** Work item **
Answer these three questions from the forum thread on white gold:
1. What metal is white gold typically alloyed with?
2. What custom-made item did Harold encounter that used palladium instead of nickel?
3. What percentage of gold should a 14K alloy contain?

** Text provided **
* * * *

# White gold



## banjags (Feb 29, 2008)

I couldn't locate any posts regarding white gold. Can the "white" be refined out of the gold, weather it be by inquartation or separated cell?

What do you other jewellery refiners do with white gold?


----------



## Harold_V (Feb 29, 2008)

White gold is typically alloyed with nickel. It is one of the rare gold alloys that can be processed without inquartation (it contains no silver), although to recover gold of better quality, I inquarted it. The whole idea is to eliminate the base metals before dissolving the values, which avoids the garbage in garbage out credo. By dissolving directly with AR that isn't possible. 

On rare occasion you encounter white gold that is alloyed with palladium instead of nickel. The cost of palladium makes that a bit unusual, although I encountered it on at least one occasion, a custom made tennis bracelet. 

Harold


----------



## banjags (Feb 29, 2008)

Very interesting Harold.

If a person was buying scrap white gold would you pay the same per gram as yellow gold?

would a separate cell work on white gold like it does with yellow?


----------



## Harold_V (Mar 1, 2008)

banjags said:


> If a person was buying scrap white gold would you pay the same per gram as yellow gold?


Yes, assuming they are alloyed properly. In any case, regardless of the color of the alloy, it should contain the exact same ratio of gold, which is alloyed by weight. Said another way, 14K yellow or white should contain the same percentage as rose, blue, green or violet gold (58.3%). 

The requirements for alloys have been narrowed, although not recently. There was a time when an object marked 14K could border on 13K and be legal. It had a ± ½K tolerance for alloy error, and an additional ± ½K tolerance if it was a soldered object. That is no longer true, but don't short change the chance that dishonest benchmen underkarat. It is and has been an ongoing problem as long as I recall. One of my customers, in a weak moment, bragged to me that he routinely underkarated. Some people are morons and proud of it, it appears. 

Regards the tolerance on gold objects. Keep in mind that when gold is substituted by base metals, lowering the karat fineness, the replacement elements are far lighter in weight. The near 4% substitution (previous to the change in marking standards) equated to a gold object that contained 10% less gold than it would had it been alloyed properly. That was profit that would end up directly in the pockets of the makers. The lighter elements were of greater volume, so they stretched the gold by more than the percentage of shrinkage by weight. 

The class ring industry used to consume roughly a ton of gold annually. For a moment, think of the value of a ton of gold, then adjust your profits higher by 10%. The industry had a huge incentive to cheat, and they did, legally. I ran class rings by the pound, and found they ran just above 9K, which was perfectly legal.

* * * *

** Data to examine **
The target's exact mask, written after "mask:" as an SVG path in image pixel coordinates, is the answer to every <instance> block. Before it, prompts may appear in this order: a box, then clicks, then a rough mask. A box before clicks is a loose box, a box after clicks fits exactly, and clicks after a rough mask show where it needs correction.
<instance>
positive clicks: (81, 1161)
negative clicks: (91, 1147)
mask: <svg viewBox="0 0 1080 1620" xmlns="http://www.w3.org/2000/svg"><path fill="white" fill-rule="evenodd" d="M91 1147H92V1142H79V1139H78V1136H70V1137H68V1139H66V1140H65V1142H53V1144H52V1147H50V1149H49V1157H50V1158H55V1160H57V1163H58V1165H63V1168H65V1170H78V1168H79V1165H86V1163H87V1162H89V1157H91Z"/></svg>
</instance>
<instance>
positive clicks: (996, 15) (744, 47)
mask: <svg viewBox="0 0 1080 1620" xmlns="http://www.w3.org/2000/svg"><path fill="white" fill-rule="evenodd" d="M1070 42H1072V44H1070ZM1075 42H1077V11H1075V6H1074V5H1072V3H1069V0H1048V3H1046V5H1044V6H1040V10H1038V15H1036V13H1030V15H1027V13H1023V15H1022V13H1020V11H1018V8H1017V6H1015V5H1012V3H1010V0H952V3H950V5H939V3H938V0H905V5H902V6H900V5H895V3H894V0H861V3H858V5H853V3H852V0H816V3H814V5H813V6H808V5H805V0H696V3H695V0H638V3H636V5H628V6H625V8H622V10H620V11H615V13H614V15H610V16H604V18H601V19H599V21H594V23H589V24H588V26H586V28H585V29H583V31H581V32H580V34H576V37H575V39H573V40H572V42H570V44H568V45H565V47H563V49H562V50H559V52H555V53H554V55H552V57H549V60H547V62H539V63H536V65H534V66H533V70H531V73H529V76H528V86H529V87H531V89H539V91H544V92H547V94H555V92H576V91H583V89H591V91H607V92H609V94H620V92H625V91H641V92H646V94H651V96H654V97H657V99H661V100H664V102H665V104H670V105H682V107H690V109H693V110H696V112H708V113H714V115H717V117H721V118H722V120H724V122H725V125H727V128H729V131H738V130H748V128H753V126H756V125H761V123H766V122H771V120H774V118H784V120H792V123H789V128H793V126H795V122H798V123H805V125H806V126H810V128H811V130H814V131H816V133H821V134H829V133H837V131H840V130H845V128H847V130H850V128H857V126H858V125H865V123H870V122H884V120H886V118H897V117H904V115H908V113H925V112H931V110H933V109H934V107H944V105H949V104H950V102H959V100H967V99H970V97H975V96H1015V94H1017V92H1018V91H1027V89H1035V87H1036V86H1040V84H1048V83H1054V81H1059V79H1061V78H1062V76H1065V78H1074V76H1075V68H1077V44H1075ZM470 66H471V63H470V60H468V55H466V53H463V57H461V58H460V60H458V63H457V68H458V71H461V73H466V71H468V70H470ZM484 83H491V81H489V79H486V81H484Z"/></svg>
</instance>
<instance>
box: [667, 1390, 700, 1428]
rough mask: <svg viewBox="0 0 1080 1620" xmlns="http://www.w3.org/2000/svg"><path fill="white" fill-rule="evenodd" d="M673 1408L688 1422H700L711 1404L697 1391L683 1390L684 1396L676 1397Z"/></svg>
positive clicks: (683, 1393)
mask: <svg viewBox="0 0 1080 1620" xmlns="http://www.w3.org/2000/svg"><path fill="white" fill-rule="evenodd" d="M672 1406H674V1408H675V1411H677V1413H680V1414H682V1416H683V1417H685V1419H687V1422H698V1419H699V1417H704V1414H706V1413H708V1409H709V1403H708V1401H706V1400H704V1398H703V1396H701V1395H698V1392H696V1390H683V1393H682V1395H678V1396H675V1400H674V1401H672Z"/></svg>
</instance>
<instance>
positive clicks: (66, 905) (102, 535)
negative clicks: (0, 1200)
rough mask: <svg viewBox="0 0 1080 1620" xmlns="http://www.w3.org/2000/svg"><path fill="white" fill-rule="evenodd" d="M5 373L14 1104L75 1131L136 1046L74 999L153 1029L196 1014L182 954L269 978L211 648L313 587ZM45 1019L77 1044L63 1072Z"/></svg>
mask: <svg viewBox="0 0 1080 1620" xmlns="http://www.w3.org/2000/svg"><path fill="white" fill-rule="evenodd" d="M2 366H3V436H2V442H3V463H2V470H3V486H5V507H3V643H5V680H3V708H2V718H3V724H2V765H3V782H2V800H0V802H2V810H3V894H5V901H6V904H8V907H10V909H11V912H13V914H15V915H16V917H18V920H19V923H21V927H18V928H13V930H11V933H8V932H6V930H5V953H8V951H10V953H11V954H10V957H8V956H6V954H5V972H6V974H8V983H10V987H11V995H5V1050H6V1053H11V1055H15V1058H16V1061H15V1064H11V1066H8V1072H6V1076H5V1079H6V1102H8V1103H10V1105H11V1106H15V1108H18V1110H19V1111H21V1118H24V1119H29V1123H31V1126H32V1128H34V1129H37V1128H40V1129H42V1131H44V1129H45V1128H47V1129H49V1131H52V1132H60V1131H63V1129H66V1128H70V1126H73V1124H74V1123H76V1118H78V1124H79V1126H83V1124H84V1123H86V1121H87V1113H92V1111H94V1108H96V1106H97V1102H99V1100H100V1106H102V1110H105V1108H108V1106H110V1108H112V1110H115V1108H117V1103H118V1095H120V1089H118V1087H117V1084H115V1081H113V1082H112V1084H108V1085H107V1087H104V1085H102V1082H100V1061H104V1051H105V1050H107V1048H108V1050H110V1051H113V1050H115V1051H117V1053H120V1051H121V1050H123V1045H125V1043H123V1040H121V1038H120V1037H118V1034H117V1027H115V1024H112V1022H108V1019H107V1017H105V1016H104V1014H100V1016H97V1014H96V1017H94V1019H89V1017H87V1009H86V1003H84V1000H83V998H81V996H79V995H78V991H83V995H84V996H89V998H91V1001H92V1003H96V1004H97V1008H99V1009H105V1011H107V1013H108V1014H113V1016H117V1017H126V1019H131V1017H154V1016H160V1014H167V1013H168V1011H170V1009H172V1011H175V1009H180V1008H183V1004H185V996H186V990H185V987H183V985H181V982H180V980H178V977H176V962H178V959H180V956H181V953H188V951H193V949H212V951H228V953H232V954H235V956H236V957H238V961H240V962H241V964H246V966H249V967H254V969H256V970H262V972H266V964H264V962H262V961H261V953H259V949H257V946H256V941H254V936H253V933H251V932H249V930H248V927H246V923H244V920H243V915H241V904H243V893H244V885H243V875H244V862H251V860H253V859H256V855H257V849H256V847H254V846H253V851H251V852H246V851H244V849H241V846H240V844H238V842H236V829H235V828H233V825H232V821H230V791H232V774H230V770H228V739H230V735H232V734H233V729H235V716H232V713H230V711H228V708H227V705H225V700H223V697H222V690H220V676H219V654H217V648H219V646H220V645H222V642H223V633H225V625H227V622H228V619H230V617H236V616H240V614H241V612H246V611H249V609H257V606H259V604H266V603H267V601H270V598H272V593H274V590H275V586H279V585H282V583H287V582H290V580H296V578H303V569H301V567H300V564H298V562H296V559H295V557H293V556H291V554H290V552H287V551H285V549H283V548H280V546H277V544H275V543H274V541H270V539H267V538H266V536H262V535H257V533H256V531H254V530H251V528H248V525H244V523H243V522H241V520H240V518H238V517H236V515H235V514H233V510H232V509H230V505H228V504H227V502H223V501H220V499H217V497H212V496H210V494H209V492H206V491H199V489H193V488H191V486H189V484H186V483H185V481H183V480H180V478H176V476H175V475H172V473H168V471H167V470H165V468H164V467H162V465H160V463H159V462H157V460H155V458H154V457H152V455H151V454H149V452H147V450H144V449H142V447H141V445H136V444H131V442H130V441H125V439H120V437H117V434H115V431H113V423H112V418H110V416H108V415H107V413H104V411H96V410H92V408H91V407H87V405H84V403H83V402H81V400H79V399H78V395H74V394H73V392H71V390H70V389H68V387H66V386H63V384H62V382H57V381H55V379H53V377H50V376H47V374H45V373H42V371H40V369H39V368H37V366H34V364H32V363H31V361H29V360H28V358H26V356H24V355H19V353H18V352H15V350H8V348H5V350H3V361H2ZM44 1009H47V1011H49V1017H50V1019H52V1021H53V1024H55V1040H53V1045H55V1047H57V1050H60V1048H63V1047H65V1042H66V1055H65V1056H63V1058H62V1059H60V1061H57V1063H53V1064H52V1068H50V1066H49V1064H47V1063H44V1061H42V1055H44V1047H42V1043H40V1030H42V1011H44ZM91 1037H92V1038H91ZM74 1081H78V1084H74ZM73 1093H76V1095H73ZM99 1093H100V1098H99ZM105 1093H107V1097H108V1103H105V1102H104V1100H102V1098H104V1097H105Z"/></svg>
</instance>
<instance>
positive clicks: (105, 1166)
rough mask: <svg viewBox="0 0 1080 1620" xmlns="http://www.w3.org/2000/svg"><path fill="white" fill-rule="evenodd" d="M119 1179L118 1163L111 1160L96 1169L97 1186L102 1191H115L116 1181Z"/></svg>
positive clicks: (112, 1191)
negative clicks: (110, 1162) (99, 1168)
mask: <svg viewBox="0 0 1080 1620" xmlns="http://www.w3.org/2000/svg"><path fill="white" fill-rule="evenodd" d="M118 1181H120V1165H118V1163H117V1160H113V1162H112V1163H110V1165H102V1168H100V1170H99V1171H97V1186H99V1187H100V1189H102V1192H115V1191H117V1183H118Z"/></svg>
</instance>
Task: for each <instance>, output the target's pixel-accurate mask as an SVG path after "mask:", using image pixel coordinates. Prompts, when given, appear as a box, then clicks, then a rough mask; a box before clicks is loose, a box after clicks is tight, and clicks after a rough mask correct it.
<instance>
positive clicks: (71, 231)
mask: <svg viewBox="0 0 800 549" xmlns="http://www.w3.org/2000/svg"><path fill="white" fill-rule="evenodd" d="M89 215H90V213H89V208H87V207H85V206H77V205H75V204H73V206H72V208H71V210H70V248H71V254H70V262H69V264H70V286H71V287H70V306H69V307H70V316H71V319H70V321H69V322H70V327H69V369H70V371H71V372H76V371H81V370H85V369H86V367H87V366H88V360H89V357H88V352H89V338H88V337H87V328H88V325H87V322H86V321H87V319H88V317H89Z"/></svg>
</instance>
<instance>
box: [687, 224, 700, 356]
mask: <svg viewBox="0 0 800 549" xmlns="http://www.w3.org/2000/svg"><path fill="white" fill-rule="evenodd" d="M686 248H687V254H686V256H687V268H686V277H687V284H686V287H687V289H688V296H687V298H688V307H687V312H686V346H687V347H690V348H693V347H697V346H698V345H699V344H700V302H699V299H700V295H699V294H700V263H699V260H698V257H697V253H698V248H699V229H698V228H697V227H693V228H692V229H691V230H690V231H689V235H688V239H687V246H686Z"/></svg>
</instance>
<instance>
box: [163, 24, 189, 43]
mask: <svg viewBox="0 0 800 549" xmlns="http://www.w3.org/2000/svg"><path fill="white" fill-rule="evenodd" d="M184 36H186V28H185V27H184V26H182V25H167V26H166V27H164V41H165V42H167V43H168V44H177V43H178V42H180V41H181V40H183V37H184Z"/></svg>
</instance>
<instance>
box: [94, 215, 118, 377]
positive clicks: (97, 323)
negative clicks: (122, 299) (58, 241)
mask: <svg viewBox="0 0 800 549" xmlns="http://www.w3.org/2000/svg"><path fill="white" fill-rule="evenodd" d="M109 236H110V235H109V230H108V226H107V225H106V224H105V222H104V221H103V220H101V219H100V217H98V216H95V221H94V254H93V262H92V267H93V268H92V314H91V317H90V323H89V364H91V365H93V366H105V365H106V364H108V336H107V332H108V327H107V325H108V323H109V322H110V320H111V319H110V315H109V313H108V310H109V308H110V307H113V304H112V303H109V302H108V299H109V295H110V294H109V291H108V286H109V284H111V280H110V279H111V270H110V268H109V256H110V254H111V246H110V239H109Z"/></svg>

* * * *

** Output below **
1. Nickel
2. A tennis bracelet
3. 58.3%